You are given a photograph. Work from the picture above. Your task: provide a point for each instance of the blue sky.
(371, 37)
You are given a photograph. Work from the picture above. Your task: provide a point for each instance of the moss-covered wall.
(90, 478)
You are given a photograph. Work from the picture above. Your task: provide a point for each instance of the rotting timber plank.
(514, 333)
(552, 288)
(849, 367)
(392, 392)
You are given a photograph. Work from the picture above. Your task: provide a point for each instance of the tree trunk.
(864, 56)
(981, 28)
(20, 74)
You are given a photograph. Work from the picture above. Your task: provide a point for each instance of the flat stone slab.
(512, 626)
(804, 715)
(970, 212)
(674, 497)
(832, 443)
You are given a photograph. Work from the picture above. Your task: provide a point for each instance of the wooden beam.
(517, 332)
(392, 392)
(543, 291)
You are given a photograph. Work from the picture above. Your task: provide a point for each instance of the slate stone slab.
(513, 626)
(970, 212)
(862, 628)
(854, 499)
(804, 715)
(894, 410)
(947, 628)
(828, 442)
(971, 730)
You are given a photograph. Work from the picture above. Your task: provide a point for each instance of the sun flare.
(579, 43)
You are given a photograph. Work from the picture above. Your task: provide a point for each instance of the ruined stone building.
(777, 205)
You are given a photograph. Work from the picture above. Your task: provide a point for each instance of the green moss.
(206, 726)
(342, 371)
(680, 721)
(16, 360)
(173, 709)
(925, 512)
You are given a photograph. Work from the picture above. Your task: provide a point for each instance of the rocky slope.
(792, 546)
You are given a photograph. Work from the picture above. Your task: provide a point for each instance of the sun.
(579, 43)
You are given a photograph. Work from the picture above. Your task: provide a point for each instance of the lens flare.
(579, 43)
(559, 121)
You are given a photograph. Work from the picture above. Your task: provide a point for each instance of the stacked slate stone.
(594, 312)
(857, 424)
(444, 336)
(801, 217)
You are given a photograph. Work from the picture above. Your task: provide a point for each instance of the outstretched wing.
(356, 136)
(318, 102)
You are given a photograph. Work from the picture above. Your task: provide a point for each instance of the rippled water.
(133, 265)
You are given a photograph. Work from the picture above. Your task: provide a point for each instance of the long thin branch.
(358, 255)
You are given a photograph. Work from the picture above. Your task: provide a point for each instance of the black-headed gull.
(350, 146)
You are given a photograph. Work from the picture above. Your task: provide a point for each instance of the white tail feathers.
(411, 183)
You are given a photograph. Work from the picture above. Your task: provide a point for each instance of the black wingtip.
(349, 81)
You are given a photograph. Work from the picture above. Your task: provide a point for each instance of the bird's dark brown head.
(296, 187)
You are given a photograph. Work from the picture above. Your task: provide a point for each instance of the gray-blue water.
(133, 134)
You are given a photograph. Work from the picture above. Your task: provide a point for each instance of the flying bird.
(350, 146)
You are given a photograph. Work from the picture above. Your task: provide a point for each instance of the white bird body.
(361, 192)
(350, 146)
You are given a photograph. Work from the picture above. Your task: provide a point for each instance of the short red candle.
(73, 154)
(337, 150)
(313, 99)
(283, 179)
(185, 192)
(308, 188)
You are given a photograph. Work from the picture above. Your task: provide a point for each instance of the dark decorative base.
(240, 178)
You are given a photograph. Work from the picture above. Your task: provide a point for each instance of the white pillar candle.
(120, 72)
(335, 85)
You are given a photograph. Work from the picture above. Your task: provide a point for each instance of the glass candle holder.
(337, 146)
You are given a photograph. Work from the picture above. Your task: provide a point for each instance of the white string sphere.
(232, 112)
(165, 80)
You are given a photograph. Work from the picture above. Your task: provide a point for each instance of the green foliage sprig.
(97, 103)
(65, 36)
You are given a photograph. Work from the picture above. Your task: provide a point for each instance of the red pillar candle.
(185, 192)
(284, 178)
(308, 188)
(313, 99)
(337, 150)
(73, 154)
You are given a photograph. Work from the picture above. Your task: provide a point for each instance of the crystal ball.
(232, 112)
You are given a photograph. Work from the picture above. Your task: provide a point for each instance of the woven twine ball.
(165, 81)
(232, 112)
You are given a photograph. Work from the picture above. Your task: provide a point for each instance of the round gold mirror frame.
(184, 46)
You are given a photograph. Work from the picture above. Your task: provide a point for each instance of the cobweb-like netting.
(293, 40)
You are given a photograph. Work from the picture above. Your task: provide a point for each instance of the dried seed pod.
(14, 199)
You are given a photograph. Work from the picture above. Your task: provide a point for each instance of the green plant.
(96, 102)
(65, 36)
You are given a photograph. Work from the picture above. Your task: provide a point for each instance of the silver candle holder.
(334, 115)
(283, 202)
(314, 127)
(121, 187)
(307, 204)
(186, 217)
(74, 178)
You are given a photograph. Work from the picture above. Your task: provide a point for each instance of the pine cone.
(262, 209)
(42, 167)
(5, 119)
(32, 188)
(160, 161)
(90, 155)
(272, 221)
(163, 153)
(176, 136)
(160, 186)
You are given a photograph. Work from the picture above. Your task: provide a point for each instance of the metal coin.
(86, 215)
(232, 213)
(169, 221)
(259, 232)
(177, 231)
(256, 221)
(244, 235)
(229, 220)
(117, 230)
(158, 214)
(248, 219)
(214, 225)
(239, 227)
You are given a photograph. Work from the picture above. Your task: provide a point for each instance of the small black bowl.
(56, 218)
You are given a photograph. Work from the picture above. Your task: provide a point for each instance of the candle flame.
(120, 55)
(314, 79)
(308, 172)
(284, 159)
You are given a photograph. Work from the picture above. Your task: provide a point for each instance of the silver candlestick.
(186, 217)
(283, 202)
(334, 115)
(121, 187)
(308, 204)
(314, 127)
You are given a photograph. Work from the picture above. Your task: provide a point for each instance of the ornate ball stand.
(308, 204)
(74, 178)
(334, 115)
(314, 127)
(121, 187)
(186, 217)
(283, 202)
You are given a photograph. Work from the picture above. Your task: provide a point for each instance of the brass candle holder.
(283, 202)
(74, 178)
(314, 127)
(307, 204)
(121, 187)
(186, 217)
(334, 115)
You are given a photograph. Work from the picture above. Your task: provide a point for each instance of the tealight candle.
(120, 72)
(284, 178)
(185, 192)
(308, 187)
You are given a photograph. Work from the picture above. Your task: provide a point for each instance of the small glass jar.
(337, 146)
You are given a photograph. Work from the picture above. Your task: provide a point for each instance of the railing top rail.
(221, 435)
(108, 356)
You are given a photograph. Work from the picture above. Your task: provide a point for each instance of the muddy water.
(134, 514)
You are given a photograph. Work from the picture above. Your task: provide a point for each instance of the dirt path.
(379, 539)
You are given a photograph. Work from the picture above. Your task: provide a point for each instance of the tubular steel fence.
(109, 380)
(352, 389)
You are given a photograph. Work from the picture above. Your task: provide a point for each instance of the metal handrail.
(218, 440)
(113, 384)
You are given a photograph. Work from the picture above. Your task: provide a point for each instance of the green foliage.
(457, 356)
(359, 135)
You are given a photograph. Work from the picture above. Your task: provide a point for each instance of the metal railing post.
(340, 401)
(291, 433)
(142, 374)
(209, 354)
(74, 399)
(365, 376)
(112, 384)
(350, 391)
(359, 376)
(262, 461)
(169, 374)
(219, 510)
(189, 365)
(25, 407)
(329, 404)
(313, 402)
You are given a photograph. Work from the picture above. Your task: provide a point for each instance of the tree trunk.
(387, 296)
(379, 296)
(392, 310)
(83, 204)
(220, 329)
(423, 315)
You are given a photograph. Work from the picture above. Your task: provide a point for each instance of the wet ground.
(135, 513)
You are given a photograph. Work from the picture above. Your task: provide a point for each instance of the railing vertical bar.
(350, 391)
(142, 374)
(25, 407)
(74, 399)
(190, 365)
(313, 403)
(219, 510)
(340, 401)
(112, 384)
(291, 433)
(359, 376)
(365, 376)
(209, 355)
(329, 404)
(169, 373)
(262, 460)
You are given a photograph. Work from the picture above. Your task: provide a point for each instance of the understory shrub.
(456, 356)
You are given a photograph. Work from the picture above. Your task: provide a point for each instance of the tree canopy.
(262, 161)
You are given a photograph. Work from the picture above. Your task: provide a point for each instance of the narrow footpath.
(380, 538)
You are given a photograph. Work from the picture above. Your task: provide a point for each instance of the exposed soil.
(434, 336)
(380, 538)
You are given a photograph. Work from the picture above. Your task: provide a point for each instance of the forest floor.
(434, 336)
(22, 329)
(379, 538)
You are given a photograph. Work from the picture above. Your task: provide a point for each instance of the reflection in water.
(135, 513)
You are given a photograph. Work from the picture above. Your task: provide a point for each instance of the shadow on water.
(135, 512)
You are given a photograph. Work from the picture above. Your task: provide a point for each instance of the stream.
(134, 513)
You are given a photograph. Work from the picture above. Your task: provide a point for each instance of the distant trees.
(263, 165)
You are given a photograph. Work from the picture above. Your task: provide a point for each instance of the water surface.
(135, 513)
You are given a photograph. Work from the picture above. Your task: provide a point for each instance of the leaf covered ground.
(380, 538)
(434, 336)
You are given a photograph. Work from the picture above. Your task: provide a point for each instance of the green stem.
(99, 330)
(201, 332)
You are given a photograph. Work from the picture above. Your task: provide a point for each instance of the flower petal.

* **Directions**:
Only the lines from the one containing "the forest floor." through the end of the material should be reproduced, exactly, with both ends included.

* **In response**:
You are given a photograph. Work from the picture above. Your task: provide a point for each instance of the forest floor.
(434, 336)
(22, 329)
(379, 538)
You are given a photograph. Work from the picture above. Your task: provide a point for each instance of the reflection in water.
(135, 513)
You are given a photograph. Work from the picture above. Your task: provide a point for each instance of the shadow on water.
(135, 512)
You are given a photograph. Work from the picture above. Your task: provide a point for each instance of the stream.
(134, 513)
You are given a photograph. Work from the picture above. Your task: provide a point for each instance of the distant trees.
(263, 165)
You are given a photograph. Work from the picture above. Your task: provide a point for each instance of the water surface.
(135, 513)
You are given a photograph. Work from the picture above. Your task: provide a point for each instance of the leaf covered ground.
(380, 538)
(434, 336)
You are given a photograph. Work from the picture above. Your task: provide a point for each instance of the green stem.
(99, 330)
(201, 332)
You are given a photograph. Work from the picture above. Your task: provide a point for each instance of the flower petal.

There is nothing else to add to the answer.